**Exercise**
I'd like an exact copy of every line from the start of the entries below through the line containing "Target: white house facade", please.

Information Block Start

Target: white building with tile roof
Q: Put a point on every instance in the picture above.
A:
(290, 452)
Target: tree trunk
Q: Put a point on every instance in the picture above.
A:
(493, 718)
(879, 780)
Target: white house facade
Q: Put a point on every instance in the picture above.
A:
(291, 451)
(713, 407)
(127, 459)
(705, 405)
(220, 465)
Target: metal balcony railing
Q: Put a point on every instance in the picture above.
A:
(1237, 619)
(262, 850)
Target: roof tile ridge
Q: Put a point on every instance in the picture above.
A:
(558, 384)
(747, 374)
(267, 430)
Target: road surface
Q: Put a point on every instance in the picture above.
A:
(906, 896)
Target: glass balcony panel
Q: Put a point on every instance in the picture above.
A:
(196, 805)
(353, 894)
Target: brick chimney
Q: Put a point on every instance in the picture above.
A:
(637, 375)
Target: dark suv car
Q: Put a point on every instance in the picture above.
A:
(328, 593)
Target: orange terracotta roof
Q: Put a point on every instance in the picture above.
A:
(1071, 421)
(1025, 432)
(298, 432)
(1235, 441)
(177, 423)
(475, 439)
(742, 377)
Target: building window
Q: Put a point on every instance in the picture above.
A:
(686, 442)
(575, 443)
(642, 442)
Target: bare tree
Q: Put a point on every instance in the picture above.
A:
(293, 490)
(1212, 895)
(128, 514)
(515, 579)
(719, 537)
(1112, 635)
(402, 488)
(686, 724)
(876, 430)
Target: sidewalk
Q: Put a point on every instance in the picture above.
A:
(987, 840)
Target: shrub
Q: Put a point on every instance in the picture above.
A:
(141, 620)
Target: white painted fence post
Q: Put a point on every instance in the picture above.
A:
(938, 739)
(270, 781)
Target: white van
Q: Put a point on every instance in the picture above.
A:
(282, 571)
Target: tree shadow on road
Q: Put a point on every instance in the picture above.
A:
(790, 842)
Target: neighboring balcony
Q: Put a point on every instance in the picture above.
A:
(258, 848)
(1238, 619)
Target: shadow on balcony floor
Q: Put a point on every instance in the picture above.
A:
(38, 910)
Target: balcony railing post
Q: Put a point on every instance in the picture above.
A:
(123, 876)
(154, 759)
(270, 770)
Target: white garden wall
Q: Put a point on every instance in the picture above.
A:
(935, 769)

Information Block End

**Answer to this problem**
Target: white building with tile roof
Q: Put a point on every instance in the picture above.
A:
(290, 452)
Target: tree trunk
Q: Put a point on every instance in the picture above.
A:
(493, 718)
(879, 780)
Target: white house facade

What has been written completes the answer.